| GIVEN EXERCISE |
Write each line out again exactly as written.

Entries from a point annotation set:
────────────────────
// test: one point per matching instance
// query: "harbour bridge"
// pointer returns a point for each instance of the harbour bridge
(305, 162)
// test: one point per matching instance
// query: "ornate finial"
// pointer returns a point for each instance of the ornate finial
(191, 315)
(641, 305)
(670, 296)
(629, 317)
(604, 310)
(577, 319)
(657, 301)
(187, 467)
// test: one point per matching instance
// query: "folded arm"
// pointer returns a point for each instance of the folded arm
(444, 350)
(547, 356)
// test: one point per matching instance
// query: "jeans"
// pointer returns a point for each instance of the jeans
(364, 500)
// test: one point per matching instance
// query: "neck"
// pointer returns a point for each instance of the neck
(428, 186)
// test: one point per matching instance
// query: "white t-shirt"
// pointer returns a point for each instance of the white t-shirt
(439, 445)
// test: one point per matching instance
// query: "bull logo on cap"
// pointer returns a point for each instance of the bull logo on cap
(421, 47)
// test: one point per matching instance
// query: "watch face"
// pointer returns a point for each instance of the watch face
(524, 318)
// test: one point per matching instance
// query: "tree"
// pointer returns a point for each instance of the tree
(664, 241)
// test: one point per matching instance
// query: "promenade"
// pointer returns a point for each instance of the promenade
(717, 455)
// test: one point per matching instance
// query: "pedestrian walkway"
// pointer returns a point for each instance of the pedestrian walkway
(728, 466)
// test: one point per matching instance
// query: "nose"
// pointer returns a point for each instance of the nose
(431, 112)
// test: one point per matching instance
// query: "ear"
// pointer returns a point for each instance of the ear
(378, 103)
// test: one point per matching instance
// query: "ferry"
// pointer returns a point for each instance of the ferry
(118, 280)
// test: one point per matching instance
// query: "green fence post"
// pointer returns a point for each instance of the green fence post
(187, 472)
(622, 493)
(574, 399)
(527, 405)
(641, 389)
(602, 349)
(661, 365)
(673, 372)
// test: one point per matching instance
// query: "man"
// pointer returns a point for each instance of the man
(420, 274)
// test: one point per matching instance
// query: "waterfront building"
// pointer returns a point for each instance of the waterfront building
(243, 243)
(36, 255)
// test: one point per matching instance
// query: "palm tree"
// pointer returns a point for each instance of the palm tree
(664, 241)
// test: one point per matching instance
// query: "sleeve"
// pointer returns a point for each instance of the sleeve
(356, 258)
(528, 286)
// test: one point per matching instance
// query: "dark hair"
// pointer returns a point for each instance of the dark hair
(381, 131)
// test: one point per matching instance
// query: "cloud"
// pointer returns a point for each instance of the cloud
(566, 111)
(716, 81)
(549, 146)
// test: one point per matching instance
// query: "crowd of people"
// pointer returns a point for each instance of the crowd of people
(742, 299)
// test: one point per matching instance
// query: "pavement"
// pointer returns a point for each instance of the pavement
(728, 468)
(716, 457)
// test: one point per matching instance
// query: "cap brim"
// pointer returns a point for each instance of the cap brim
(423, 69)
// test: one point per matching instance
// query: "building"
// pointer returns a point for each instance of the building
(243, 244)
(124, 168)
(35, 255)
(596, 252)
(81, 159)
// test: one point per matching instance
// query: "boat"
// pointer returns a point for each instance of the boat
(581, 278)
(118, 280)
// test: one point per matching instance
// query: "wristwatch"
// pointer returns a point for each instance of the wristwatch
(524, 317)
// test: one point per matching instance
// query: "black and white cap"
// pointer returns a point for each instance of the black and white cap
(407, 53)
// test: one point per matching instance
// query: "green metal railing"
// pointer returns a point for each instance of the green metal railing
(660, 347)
────────────────────
| FINISHED EXERCISE |
// test: one point per matching instance
// query: "harbour bridge"
// pointer returns a point for each instance of the harbour bridge
(305, 162)
// test: one point per matching instance
// query: "ornate finial"
// pointer returns a point for each instance of the ornate finial
(191, 315)
(641, 305)
(670, 296)
(629, 317)
(604, 310)
(577, 319)
(657, 301)
(187, 467)
// test: one point per matching instance
// query: "folded arm"
// pointer returns a point for each instance of the folded arm
(444, 350)
(547, 356)
// test: one point per matching instance
// query: "jeans"
// pointer returns a point for each instance of the jeans
(364, 500)
// test: one point per matching instance
// query: "neck"
// pointer returns a point for each instance of the neck
(428, 186)
// test: one point per matching instance
// query: "white t-shirt"
// pointer returns a point for each instance of the white t-shirt
(439, 445)
// test: one point per matching instance
// query: "bull logo on cap"
// pointer returns a point for each instance of the bull logo on cap
(421, 47)
// test: one point per matching instance
// query: "watch face"
// pointer returns a point for each instance of the watch face
(524, 318)
// test: one point per matching instance
// query: "tree"
// pointer returns a point for each instance of the tree
(664, 241)
// test: one point per matching instance
// query: "promenade"
// pointer returns a point for each instance of the promenade
(717, 455)
// test: one point per matching instance
// query: "pedestrian walkway"
// pointer returns a point for each instance of the pedestrian walkway
(728, 466)
// test: one point per matching instance
// query: "nose"
// pointer returns a point for each instance of the nose
(431, 112)
// test: one point per matching instance
// query: "ear"
// pointer returns a point for each instance of the ear
(378, 103)
// test: one point per matching instance
// query: "ferry"
// pointer returns a point for each instance of the ferry
(118, 280)
// test: one point per matching instance
// query: "green fence post"
// pointer returns a point for each instance of the green fence post
(187, 472)
(622, 493)
(574, 399)
(527, 405)
(641, 389)
(602, 349)
(661, 365)
(673, 372)
// test: one point per matching instance
// query: "man"
// pointer returns a point for each instance of the man
(420, 274)
// test: one point per matching instance
// query: "waterfront building"
// pointer returns a point for each instance of the waterfront building
(243, 243)
(36, 255)
// test: one point per matching instance
// query: "palm tree"
// pointer returns a point for each instance of the palm tree
(664, 241)
// test: one point per matching instance
// query: "sleeve"
// pointer returns a point for each instance of the sleeve
(356, 258)
(528, 286)
// test: one point per matching instance
// query: "dark hair"
// pointer returns a point for each instance of the dark hair
(381, 131)
// test: one point per matching instance
// query: "cloud"
// pointer returns a point for each instance of the cloud
(566, 111)
(716, 81)
(549, 146)
// test: one point per matching instance
// query: "crowd of people"
// pointer returns a point for each instance of the crowd of people
(742, 299)
// test: one point per matching instance
// query: "pavement"
// pointer returns a point for each instance of the pavement
(728, 468)
(716, 457)
// test: one point per matching instance
// query: "cap brim"
// pointer returns a point for each instance of the cap brim
(423, 69)
// test: one point per matching instance
// query: "building"
// pointer returns a point for each instance of the building
(243, 244)
(124, 168)
(35, 255)
(596, 252)
(81, 159)
// test: one point per matching instance
// query: "boat"
// pointer returns a point for each instance of the boat
(581, 278)
(118, 280)
// test: one point per matching instance
// query: "wristwatch"
// pointer returns a point for each instance of the wristwatch
(524, 317)
// test: one point per matching instance
// query: "black and white cap"
// pointer returns a point for each instance of the black and white cap
(407, 53)
// test: one point per matching instance
// query: "green metal railing"
// pointer returns a point for each instance of the green metal railing
(660, 347)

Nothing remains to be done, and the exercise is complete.